### WHAT YOU HAVE TO DO
Take the entries below and print only the lines from the one with "Every <instance> block" through the one with "positive clicks: (727, 679) (726, 667)", exactly as they stand, both ends included.

### PROVIDED RECORDS
══════════════════════════════
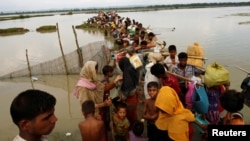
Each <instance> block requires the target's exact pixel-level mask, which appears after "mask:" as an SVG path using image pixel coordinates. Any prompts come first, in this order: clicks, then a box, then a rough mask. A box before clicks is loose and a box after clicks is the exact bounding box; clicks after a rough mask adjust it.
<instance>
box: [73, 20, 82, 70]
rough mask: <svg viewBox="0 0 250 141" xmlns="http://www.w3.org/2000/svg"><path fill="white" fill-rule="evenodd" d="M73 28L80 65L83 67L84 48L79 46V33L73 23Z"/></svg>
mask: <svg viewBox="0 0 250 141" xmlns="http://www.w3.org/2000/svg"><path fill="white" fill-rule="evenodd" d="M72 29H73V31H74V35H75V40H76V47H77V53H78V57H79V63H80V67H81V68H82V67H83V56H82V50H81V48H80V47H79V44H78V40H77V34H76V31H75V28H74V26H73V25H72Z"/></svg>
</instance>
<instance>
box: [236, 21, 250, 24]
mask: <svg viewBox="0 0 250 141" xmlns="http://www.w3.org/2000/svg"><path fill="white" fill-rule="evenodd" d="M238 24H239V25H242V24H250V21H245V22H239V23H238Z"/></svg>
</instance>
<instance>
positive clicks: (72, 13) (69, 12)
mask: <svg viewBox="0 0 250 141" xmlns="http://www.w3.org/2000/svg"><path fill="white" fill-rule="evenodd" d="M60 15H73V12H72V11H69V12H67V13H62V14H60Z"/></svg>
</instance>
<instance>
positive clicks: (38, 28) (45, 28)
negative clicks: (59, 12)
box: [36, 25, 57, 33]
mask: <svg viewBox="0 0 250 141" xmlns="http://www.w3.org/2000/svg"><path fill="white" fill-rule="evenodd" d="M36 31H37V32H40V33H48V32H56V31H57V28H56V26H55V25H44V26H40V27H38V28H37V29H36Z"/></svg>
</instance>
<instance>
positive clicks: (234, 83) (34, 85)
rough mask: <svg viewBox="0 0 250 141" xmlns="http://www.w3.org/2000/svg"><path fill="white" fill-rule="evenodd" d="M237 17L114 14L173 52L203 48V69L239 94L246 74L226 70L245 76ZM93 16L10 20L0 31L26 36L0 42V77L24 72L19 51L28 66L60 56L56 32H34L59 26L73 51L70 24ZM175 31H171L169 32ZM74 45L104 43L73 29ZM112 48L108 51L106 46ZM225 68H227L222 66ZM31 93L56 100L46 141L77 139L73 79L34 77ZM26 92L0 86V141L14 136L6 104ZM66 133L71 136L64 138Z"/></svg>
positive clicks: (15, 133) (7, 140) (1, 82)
══════════════════════════════
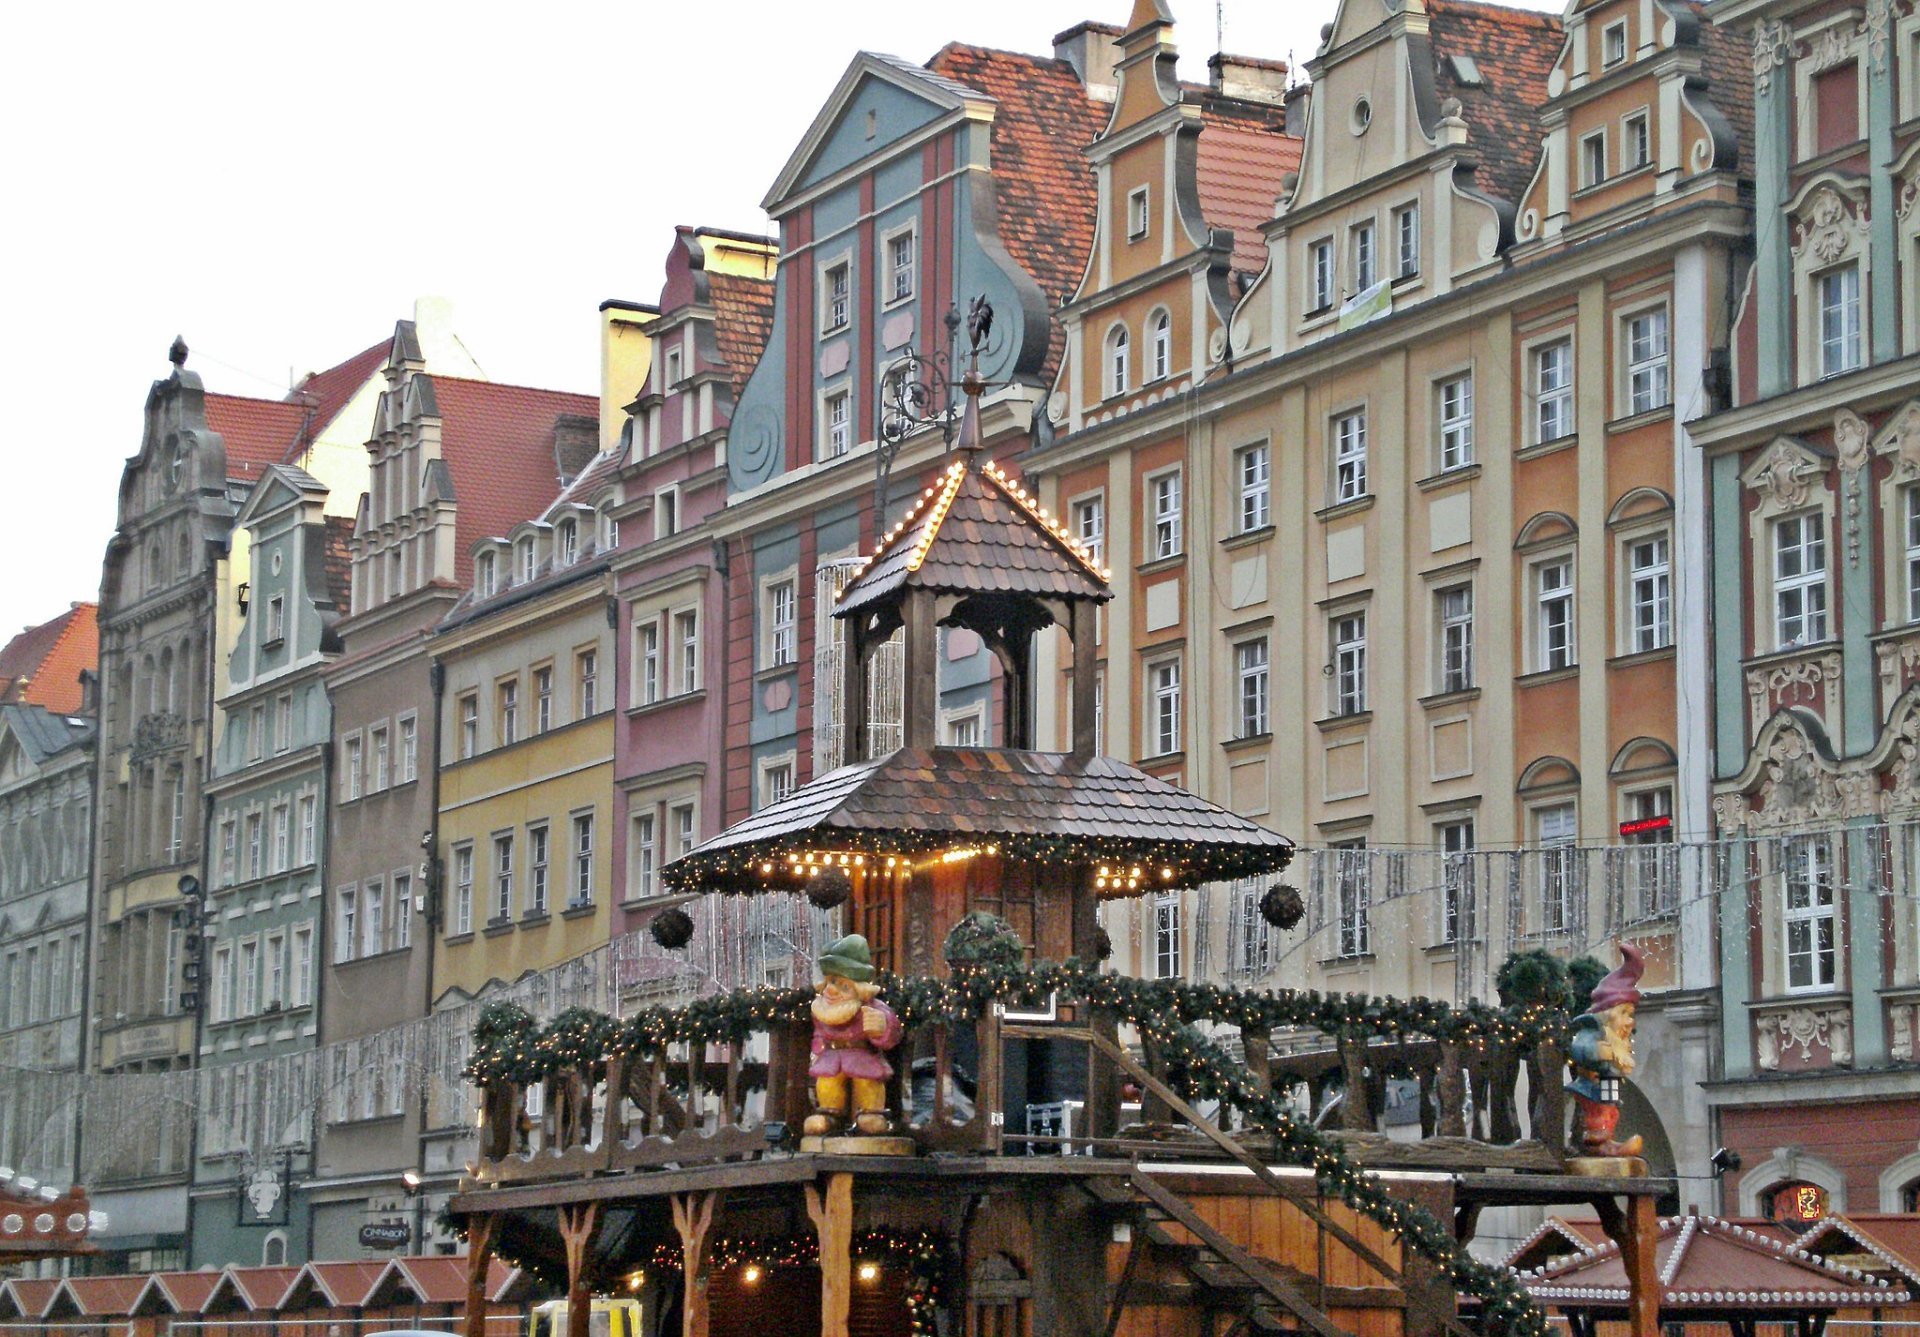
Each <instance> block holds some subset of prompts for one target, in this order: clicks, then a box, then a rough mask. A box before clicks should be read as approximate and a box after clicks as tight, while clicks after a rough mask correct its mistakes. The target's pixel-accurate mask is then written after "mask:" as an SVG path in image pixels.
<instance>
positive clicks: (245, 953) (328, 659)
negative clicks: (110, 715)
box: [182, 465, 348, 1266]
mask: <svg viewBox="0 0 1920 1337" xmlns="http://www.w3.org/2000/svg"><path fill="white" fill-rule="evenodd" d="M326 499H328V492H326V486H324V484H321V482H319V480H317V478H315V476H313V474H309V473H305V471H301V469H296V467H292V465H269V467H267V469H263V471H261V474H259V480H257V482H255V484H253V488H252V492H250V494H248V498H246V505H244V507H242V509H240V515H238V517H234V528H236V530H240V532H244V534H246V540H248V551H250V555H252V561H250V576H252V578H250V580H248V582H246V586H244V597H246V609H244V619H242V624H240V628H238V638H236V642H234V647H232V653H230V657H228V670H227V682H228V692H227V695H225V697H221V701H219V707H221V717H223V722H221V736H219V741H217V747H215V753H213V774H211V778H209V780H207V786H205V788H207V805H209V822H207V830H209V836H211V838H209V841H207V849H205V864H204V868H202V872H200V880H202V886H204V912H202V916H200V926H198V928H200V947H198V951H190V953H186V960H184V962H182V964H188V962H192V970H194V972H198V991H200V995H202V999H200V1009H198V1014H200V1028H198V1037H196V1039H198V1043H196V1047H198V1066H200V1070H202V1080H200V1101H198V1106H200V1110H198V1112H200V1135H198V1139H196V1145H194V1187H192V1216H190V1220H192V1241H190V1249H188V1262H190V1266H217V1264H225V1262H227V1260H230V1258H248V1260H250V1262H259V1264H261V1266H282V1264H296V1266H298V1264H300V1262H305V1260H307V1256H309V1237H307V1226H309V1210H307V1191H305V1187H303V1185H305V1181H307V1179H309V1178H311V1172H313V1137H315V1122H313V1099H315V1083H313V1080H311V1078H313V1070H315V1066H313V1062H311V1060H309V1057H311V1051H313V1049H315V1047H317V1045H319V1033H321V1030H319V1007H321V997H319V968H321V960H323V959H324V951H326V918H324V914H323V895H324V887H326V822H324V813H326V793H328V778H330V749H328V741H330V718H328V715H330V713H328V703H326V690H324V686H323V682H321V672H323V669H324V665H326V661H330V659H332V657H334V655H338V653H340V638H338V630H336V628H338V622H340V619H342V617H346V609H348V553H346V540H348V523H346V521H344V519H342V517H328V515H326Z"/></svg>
══════════════════════════════
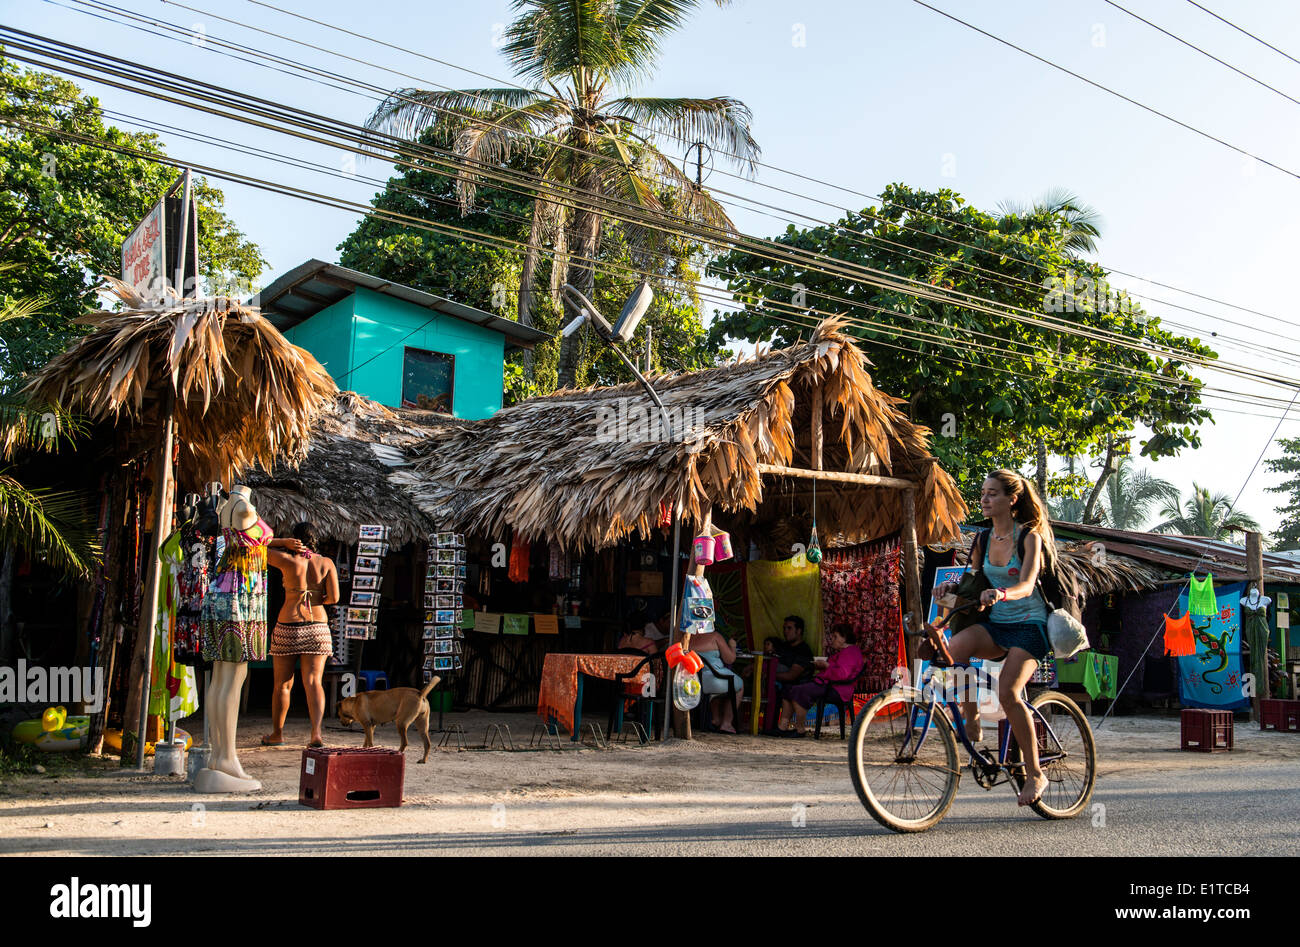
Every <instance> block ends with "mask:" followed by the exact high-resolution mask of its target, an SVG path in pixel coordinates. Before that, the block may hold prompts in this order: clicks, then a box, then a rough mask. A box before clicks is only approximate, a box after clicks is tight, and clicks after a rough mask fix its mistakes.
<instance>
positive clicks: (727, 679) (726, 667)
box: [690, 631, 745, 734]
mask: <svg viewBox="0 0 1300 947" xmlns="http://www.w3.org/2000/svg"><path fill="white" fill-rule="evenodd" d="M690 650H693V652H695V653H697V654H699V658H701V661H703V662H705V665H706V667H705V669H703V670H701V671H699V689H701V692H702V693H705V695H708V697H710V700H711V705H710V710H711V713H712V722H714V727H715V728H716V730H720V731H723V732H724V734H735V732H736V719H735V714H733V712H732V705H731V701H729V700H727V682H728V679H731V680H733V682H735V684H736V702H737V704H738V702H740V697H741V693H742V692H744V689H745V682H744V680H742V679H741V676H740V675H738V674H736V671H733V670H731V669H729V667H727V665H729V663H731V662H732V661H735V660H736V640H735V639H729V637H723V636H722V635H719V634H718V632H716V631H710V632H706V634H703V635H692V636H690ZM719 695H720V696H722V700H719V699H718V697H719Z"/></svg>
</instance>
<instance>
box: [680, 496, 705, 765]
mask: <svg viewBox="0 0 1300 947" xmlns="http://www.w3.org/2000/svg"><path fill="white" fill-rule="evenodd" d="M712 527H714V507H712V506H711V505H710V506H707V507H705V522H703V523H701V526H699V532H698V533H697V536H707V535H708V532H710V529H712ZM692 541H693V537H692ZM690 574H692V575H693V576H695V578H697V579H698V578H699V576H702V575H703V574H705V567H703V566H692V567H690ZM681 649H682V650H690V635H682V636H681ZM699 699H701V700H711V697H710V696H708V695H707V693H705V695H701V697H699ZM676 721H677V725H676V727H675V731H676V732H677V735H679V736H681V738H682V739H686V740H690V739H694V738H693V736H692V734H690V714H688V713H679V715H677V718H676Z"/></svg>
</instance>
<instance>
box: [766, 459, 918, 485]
══════════════════════════════
### EXERCISE ANSWER
Every <instance> block ends with "mask:" followed by the exact high-resolution mask of its target, an SVG path in pixel coordinates. Before that, the block may hold prompts in this order: clicks, then a box, then a rough mask. A box before clicks is only approximate, a box after clicks is tight, and clicks after a rough mask fix its mistakes.
<instance>
positive clicks: (727, 679) (726, 667)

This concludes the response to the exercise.